• **Work task**
Look in the data below for the line that has "Where can the black and", then print exactly every line from there through the line that has "Where can the metal", leaving pictures out.

____ Given data

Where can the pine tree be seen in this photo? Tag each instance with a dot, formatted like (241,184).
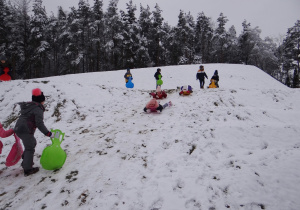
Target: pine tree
(113,36)
(98,40)
(220,40)
(155,47)
(249,42)
(38,44)
(21,38)
(233,55)
(203,37)
(130,35)
(291,53)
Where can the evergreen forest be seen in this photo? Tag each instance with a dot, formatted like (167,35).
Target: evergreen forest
(91,39)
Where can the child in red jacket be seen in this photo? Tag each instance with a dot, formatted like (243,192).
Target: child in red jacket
(159,94)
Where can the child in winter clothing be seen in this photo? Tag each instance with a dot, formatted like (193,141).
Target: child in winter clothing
(186,90)
(156,75)
(4,134)
(127,75)
(201,76)
(32,117)
(154,106)
(5,69)
(159,94)
(215,77)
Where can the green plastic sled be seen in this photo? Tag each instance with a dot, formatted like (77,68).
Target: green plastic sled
(53,156)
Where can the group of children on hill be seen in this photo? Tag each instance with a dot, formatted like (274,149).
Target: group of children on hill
(32,117)
(154,106)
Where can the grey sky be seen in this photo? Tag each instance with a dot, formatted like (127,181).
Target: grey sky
(273,17)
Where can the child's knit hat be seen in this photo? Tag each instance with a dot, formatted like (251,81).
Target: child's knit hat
(37,95)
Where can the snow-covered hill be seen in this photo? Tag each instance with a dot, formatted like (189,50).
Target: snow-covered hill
(236,147)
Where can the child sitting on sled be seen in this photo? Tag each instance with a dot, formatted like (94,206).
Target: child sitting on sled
(186,90)
(154,106)
(159,94)
(214,81)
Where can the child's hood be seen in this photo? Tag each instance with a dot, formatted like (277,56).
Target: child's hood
(28,106)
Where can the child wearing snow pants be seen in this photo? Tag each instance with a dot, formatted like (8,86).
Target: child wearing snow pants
(32,114)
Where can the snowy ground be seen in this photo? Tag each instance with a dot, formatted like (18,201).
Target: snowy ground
(236,147)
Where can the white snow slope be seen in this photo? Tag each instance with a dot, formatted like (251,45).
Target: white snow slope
(236,147)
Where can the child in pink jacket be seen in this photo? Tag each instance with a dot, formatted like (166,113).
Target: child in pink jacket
(4,134)
(154,106)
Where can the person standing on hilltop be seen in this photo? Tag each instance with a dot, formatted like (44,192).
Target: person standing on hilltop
(201,76)
(128,75)
(157,76)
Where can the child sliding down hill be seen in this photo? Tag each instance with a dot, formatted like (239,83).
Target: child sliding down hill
(154,106)
(159,94)
(186,90)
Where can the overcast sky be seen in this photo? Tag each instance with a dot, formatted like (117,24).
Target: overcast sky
(273,17)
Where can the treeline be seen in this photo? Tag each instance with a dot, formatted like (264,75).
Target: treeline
(89,39)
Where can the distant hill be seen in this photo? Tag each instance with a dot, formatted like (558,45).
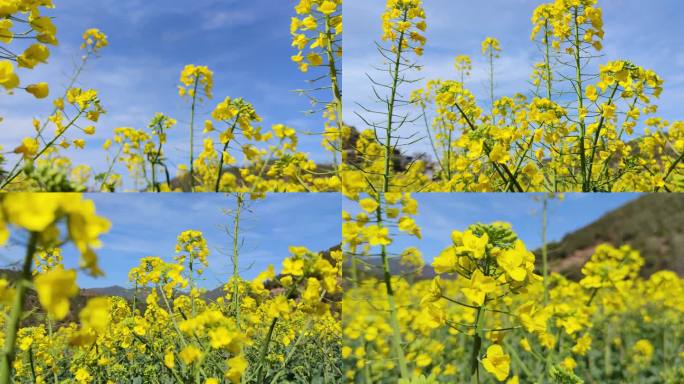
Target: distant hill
(37,315)
(652,224)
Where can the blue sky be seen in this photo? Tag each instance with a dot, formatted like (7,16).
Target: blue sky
(245,43)
(441,213)
(649,35)
(148,224)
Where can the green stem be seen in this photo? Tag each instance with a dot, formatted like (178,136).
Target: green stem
(394,320)
(390,108)
(336,91)
(192,134)
(225,148)
(580,102)
(236,272)
(261,374)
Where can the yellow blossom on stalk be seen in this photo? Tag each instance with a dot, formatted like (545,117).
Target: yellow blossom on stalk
(190,355)
(40,90)
(474,244)
(236,368)
(8,78)
(55,288)
(491,44)
(497,362)
(369,205)
(192,77)
(94,39)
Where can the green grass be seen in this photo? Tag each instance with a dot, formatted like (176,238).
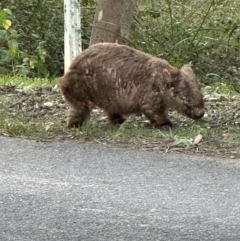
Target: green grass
(23,82)
(35,109)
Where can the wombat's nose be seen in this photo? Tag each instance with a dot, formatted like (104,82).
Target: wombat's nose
(200,114)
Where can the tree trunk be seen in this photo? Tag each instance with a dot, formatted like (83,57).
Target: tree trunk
(112,21)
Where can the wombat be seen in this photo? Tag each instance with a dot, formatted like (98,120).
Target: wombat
(122,81)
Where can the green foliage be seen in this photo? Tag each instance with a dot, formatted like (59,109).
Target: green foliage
(13,58)
(36,36)
(34,45)
(204,32)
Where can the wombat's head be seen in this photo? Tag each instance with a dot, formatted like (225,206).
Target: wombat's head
(185,92)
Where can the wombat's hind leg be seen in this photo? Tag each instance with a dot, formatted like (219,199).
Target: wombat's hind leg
(78,114)
(116,119)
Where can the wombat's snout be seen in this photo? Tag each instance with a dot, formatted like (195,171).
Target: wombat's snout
(200,114)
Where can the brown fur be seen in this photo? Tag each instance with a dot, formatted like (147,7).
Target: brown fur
(122,81)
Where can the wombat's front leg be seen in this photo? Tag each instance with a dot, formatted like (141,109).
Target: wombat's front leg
(77,114)
(158,117)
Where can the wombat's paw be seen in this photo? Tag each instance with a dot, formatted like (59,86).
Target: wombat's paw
(74,122)
(116,119)
(161,124)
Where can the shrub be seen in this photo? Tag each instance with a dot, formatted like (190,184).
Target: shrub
(205,33)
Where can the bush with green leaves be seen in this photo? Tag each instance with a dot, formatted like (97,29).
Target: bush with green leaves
(13,59)
(37,34)
(206,33)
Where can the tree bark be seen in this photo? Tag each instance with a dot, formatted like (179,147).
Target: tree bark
(112,21)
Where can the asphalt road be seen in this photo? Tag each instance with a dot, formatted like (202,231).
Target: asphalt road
(73,191)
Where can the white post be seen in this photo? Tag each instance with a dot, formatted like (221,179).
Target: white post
(72,31)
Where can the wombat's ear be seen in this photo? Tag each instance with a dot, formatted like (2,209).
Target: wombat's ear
(171,77)
(187,69)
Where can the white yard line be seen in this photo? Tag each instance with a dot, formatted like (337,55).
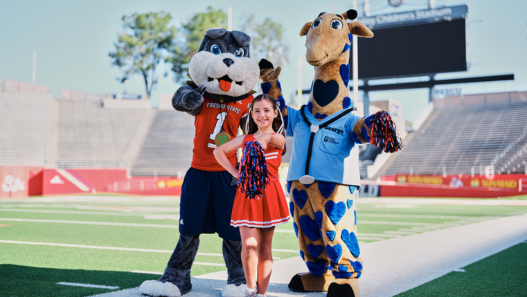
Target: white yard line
(407,216)
(88,286)
(79,212)
(394,223)
(121,248)
(444,201)
(91,223)
(400,232)
(284,231)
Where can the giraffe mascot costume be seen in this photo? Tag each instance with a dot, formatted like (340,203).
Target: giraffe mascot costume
(322,181)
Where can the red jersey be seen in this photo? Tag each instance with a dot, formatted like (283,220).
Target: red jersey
(209,122)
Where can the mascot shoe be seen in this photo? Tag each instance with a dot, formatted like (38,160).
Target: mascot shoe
(155,288)
(233,291)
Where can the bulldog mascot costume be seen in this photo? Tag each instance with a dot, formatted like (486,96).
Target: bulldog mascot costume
(218,96)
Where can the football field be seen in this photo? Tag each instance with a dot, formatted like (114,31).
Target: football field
(86,245)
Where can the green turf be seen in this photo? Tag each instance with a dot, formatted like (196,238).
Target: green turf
(52,264)
(502,274)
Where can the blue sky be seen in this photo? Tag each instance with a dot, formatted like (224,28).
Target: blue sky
(72,40)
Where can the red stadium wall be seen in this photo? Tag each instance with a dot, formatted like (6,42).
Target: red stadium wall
(19,181)
(405,185)
(443,191)
(25,181)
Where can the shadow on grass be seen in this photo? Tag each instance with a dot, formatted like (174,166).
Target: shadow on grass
(16,280)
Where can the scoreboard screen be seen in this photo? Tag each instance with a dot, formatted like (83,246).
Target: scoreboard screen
(413,50)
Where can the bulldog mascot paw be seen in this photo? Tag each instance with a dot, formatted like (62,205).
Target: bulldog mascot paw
(219,96)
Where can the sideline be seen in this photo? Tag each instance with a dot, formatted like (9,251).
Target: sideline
(394,265)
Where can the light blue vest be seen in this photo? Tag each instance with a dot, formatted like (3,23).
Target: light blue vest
(330,157)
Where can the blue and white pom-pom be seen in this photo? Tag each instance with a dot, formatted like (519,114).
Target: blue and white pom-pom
(254,175)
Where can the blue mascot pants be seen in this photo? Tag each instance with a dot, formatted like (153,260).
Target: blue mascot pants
(206,204)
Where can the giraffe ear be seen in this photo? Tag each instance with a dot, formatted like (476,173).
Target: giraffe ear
(359,29)
(305,28)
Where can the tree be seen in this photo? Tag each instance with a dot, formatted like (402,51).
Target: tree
(146,41)
(192,33)
(267,40)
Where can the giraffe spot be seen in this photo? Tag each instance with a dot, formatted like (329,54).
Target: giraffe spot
(351,242)
(300,197)
(318,218)
(331,234)
(357,266)
(335,211)
(266,87)
(309,227)
(346,103)
(326,188)
(325,92)
(316,268)
(334,252)
(315,250)
(364,134)
(344,73)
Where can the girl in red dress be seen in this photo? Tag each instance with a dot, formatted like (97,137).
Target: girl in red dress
(258,217)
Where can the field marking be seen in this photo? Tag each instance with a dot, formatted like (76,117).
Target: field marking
(91,223)
(77,212)
(376,235)
(374,215)
(401,232)
(443,201)
(394,223)
(88,286)
(122,249)
(284,231)
(146,272)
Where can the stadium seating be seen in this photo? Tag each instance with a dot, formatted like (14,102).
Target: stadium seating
(459,139)
(167,149)
(514,158)
(90,136)
(24,126)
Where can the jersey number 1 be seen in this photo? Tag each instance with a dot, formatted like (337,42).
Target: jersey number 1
(219,123)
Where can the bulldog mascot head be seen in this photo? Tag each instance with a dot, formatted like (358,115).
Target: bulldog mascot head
(218,95)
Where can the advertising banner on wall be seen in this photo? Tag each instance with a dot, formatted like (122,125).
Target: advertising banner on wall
(20,181)
(503,182)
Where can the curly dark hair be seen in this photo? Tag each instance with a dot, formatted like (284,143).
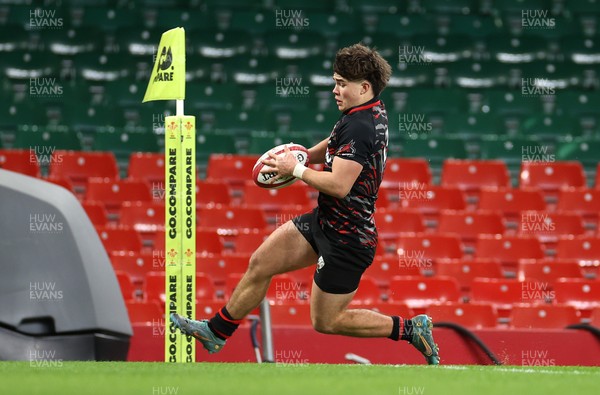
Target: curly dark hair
(359,62)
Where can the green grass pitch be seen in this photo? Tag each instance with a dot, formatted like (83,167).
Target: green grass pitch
(132,378)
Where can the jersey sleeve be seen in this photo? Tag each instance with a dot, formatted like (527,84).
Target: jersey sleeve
(354,141)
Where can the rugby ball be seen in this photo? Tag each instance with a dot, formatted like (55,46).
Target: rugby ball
(267,180)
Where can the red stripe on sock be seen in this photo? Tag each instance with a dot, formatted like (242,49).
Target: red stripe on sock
(401,328)
(237,322)
(224,336)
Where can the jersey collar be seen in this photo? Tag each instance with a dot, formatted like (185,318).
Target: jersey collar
(365,106)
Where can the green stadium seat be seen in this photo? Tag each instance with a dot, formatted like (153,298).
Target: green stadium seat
(463,7)
(138,42)
(122,143)
(475,26)
(68,42)
(551,127)
(505,102)
(436,49)
(103,67)
(382,7)
(577,102)
(255,22)
(209,43)
(214,143)
(514,150)
(107,18)
(331,24)
(291,44)
(431,100)
(583,150)
(584,7)
(581,50)
(510,49)
(471,74)
(14,38)
(261,142)
(473,126)
(434,149)
(25,65)
(61,138)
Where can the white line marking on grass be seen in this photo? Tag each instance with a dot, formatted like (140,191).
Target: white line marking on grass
(517,370)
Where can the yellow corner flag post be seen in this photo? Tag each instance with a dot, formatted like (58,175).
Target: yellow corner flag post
(167,82)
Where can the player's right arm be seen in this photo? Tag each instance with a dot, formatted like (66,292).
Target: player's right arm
(316,154)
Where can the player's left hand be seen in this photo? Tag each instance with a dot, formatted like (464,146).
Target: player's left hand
(283,165)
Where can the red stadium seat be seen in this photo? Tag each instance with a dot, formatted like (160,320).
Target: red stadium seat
(218,266)
(141,312)
(595,317)
(149,167)
(466,271)
(210,193)
(391,223)
(469,225)
(248,242)
(136,265)
(387,308)
(368,292)
(501,292)
(548,227)
(232,169)
(78,166)
(581,247)
(384,267)
(421,249)
(154,289)
(581,201)
(114,192)
(432,199)
(405,171)
(20,161)
(290,314)
(274,199)
(548,271)
(284,289)
(231,219)
(96,213)
(508,249)
(120,239)
(511,201)
(552,176)
(423,291)
(65,183)
(471,315)
(126,285)
(473,175)
(544,316)
(144,217)
(583,294)
(207,242)
(205,287)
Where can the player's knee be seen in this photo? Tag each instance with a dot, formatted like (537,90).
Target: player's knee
(257,267)
(324,325)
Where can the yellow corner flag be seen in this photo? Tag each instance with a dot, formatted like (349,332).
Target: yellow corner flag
(167,81)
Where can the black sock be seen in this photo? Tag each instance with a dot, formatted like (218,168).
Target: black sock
(222,324)
(407,330)
(395,329)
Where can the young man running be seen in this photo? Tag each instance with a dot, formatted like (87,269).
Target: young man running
(339,235)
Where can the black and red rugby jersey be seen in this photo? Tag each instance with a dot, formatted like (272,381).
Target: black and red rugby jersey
(361,135)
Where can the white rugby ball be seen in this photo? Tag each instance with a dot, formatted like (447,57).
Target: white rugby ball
(267,180)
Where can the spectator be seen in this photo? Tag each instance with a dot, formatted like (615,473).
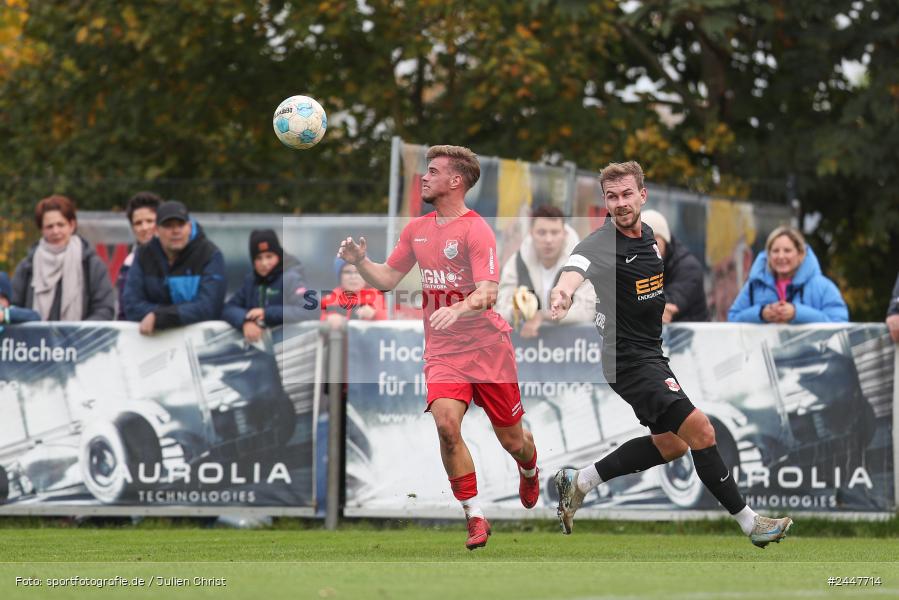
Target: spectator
(536,267)
(273,292)
(62,278)
(352,298)
(684,291)
(12,314)
(178,278)
(141,211)
(893,313)
(786,286)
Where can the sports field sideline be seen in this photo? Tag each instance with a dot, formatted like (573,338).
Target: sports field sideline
(363,561)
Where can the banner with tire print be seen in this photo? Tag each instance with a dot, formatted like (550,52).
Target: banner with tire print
(803,413)
(96,416)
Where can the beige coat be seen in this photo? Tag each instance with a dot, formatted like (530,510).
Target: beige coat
(584,308)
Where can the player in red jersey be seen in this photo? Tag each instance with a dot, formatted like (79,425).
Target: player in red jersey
(468,352)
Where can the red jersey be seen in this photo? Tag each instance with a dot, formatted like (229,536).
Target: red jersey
(452,258)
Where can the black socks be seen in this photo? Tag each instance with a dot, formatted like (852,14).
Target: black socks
(718,478)
(632,456)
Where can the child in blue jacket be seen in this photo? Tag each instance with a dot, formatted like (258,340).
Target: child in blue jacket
(272,293)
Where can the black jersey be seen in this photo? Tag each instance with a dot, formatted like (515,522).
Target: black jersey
(628,275)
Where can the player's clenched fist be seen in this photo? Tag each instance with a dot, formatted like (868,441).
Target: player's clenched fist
(559,303)
(352,252)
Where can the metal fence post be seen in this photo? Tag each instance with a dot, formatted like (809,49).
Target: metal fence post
(336,370)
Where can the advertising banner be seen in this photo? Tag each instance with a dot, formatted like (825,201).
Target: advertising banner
(97,418)
(802,413)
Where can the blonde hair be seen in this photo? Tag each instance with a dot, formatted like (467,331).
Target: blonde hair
(616,171)
(791,232)
(463,161)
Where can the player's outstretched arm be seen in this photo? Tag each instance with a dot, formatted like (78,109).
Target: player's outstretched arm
(560,297)
(378,275)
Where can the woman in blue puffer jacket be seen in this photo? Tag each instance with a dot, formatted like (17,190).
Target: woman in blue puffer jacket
(786,286)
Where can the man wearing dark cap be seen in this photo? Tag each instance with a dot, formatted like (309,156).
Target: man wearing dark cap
(272,293)
(178,278)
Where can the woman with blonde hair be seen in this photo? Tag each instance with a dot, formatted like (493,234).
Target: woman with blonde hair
(62,278)
(786,285)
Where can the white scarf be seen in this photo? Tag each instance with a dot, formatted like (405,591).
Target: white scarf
(52,263)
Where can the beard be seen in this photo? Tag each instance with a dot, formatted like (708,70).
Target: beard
(627,220)
(428,196)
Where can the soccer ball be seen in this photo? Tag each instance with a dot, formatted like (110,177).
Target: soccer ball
(300,122)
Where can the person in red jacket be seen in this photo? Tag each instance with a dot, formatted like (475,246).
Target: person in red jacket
(352,298)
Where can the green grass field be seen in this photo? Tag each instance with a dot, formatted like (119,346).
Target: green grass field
(431,562)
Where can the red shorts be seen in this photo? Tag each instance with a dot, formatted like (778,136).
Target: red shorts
(486,375)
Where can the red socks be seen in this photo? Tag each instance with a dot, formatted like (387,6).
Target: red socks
(531,464)
(464,487)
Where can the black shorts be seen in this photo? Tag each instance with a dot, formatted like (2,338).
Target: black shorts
(654,393)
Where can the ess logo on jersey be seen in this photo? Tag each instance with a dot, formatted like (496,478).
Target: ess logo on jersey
(650,287)
(650,284)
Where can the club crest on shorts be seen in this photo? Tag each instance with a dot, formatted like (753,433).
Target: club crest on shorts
(452,249)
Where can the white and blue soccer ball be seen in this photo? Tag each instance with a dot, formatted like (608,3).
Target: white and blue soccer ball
(300,122)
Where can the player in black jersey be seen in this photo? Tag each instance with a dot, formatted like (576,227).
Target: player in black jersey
(624,264)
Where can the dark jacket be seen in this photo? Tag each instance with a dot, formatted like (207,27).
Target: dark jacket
(280,293)
(816,298)
(683,283)
(99,297)
(893,308)
(191,290)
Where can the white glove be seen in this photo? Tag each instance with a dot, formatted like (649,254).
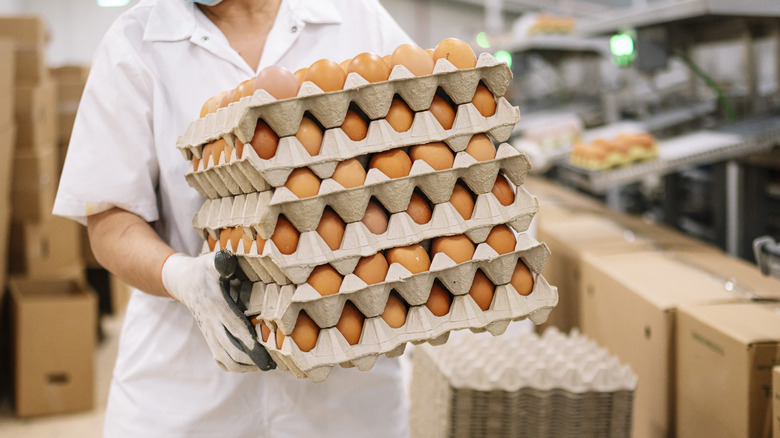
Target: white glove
(195,282)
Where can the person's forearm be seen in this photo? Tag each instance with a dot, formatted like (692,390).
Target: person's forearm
(128,247)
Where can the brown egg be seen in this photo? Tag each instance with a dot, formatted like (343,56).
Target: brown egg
(305,332)
(482,290)
(285,236)
(303,183)
(351,323)
(325,279)
(481,148)
(370,66)
(395,311)
(412,257)
(354,126)
(502,239)
(375,217)
(414,58)
(503,191)
(310,135)
(419,209)
(349,173)
(331,229)
(400,116)
(372,269)
(443,111)
(326,74)
(265,141)
(394,163)
(439,300)
(522,279)
(463,200)
(484,101)
(437,154)
(458,52)
(459,247)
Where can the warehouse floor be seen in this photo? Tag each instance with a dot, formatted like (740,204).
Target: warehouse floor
(82,425)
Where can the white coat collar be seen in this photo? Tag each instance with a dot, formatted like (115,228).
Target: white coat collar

________

• **The answer**
Where can the black and red rugby jersey be seen in this photo? Tag each instance with a dot, formatted like (272,381).
Target: black and red rugby jersey
(361,135)
Where can the white rugby ball be seen in this photo? Tag each instance with a dot, formatted like (447,57).
Target: white rugby ball
(267,180)
Where can the spectator be seen in this photo? Tag each instance with a dot, formatted like (615,473).
Target: spectator
(536,267)
(273,292)
(62,278)
(352,298)
(684,291)
(12,314)
(178,278)
(141,211)
(893,313)
(786,286)
Where can the sports field sideline be seen in this photo? Tag each instance with a dot, formatted like (573,338).
Target: sports field sideline
(363,561)
Where can the banner with tire print be seen in this photo? Tag each instance with a dot, formatted like (550,52).
Target: banner with tire print
(803,413)
(96,416)
Where can the beige coat be seen in this photo? Tag each instance with a dot, formatted like (530,510).
Target: beige coat
(584,308)
Where can the player in red jersey be seen in this photo? Tag each instance with a dot, formatted like (79,425).
Target: player in red jersey
(468,352)
Where can the red jersey be seen in this photo? Tag each instance with a dot, formatted like (229,536).
Target: red jersey
(452,258)
Where can the black socks be seen in this photo? Tag each instance with a dot, formatted like (852,14).
Target: black socks
(718,478)
(632,456)
Where can the child in blue jacket be seen in this photo? Tag each instance with a dot, formatted like (258,340).
Target: child in blue jacket
(272,293)
Where can the black jersey be seen in this photo? Tag each instance with a dot, formatted like (515,522).
Target: black jersey
(628,275)
Where can the player's clenched fist be seen in this photo? Tag each instance with a dot, formatted like (868,441).
Target: player's clenched fist
(559,303)
(352,252)
Where can the metal fence post be seen in this photo? Tag each instance with a dot, formatted like (809,49).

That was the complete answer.